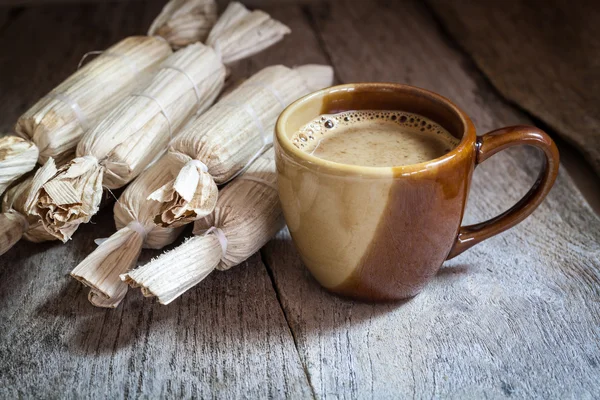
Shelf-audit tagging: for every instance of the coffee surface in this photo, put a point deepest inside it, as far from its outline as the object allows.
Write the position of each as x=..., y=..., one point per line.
x=374, y=138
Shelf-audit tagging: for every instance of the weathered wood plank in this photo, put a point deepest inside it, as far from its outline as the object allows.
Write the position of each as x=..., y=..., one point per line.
x=228, y=337
x=224, y=337
x=543, y=56
x=516, y=316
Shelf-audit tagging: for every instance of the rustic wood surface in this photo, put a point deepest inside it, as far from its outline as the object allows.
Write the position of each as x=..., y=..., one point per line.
x=516, y=316
x=551, y=67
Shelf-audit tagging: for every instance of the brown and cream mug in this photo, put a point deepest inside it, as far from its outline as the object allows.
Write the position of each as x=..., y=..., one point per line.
x=381, y=233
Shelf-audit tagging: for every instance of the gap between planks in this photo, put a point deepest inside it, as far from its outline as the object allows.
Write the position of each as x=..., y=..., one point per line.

## [What is needed]
With the pictures left out, transcribe the material exactly.

## [Answer box]
Shelf-audit tagging: for every instance of the coffee surface in this photo, put a point deepest inside it, as far from its outline as the object allows.
Write the position of each as x=..., y=..., one point per line.
x=374, y=138
Shelf-audit tagging: for every instance of the weathered wood plank in this photo, put a point deepest inside it, as far from its outline as the object allows.
Write the position of each as x=..., y=..., one point per line.
x=228, y=337
x=224, y=337
x=543, y=56
x=516, y=316
Shelf-audit tagging: for every instance of the rustic wood surface in this photo, put a point deepest inside it, as far from its outline as the object allows.
Write the position of each as x=..., y=..., one point per line.
x=516, y=316
x=551, y=67
Shelf-audit tagging: for every instance of the brown and cream mug in this photo, put a point deepest inside it, as far from its outline as the object allows.
Write the position of each as x=..., y=..., one point per line.
x=381, y=233
Shelf-audit tagging: for every instance of the gap between planks in this photo, put a point deepest inside it, as far from its outline as the object allows.
Write the position of each as x=..., y=..., one point per line.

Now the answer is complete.